[文档正文]
• • •
当前位置 博文首页 > Rango_lhl:FlinkSQL写入Kafka/ES/MySQL示例-JAVA

    Rango_lhl:FlinkSQL写入Kafka/ES/MySQL示例-JAVA

    作者:Rango_lhl 时间:2021-06-18 18:24

    一、背景说明

    Flink的API做了4层的封装,上两层TableAPI、SQL语法相对简单便于编写,面对小需求可以快速上手解决,本文参考官网及部分线上教程编写source端、sink端代码,分别读取socket、kafka及文本作为source,并将流数据输出写入Kafka、ES及MySQL,方便后续查看使用。

    二、代码部分

    说明:这里使用connect及DDL两种写法,connect满足Flink1.10及以前版本使用,目前官方文档均是以DDL写法作为介绍,建议1.10以后的版本使用DDL写法操作,通用性更强。

    1.读取(Source)端写法

    1.1 基础环境建立,方便演示并行度为1且不设置CK

    //建立Stream环境,设置并行度为1
    StreamExecutionEnvironment env = StreamExecutionEnvironment.getExecutionEnvironment().setParallelism(1);
    //建立Table环境
    StreamTableEnvironment tableEnv = StreamTableEnvironment.create(env);
    

    1.2 读取Socket端口数据,并使用TableAPI及SQL两种方式查询

    //读取服务器9999端口数据,并转换为对应JavaBean
    SingleOutputStreamOperator<WaterSensor> mapDS = env.socketTextStream("hadoop102", 9999)
    		.map(value -> {
                            String[] split = value.split(",");
    			return new WaterSensor(split[0]
    					, Long.parseLong(split[1])
    					, Integer.parseInt(split[2]));});
    //创建表:将流转换成动态表。
    Table table = tableEnv.fromDataStream(mapDS);
    //对动态表进行查询,TableAPI方式
    Table selectResult = table.where($("id").isEqual("ws_001")).select($("id"), $("ts"), $("vc"));
    //对动态表镜像查询,SQL方式-未注册表
    Table selectResult = tableEnv.sqlQuery("select * from " + table);
    

    1.3 读取文本(FileSystem)数据,并使用TableAPI进行查询

    //Flink1.10写法使用connect方式,读取txt文件并建立临时表
    tableEnv.connect(new FileSystem().path("input/sensor.txt"))
    		.withFormat(new Csv().fieldDelimiter(',').lineDelimiter("\n"))
    		.withSchema(new Schema().field("id", DataTypes.STRING())
    					.field("ts", DataTypes.BIGINT())
    				        .field("vc",DataTypes.INT()))
    		.createTemporaryTable("sensor");
    
    //转换成表对象,对表进行查询。SQL写法参考Socket段写法
    Table table = tableEnv.from("sensor");
    Table selectResult = table.groupBy($("id")).aggregate($("id").count().as("id_count"))select($("id"), $("id_count"));
    

    1.4 消费Kafka数据,并使用TableAPI进行查询,分别用conncet及DDL写法

    //Flink1.10写法使用connect方式,消费kafka对应主题并建立临时表
    tableEnv.connect(new Kafka().version("universal")
• • •
[数据列表]
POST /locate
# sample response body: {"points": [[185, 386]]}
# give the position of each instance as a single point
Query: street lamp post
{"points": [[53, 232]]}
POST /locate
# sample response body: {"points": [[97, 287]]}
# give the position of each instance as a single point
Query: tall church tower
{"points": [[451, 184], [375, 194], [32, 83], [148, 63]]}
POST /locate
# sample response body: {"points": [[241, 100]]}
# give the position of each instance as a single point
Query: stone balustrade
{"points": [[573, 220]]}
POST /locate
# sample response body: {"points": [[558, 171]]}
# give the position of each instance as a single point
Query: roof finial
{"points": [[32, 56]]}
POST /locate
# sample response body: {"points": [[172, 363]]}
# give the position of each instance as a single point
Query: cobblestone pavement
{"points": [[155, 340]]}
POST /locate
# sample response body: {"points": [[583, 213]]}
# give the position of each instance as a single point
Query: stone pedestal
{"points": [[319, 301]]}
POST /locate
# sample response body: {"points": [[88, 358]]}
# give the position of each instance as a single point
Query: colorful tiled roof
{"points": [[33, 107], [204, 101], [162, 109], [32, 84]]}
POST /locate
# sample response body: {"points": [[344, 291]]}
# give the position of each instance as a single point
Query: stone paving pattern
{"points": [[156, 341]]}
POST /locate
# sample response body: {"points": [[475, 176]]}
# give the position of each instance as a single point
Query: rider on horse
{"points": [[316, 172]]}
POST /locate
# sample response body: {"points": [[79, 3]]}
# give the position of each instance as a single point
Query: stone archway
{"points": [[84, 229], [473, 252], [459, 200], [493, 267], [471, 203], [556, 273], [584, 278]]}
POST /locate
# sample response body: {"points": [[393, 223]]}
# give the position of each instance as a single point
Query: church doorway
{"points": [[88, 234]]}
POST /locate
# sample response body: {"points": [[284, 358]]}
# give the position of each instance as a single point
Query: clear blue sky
• • •
[任务] 输出 FlinkSQL 示例正文中从“当前位置 博文首页 >”到“ySQL,方便后续查看使用。”的这一段,一字不改。

[练习结果]
当前位置 博文首页 > Rango_lhl:FlinkSQL写入Kafka/ES/MySQL示例-JAVA

    Rango_lhl:FlinkSQL写入Kafka/ES/MySQL示例-JAVA

    作者:Rango_lhl 时间:2021-06-18 18:24

    一、背景说明

    Flink的API做了4层的封装,上两层TableAPI、SQL语法相对简单便于编写,面对小需求可以快速上手解决,本文参考官网及部分线上教程编写source端、sink端代码,分别读取socket、kafka及文本作为source,并将流数据输出写入Kafka、ES及MySQL,方便后续查看使用。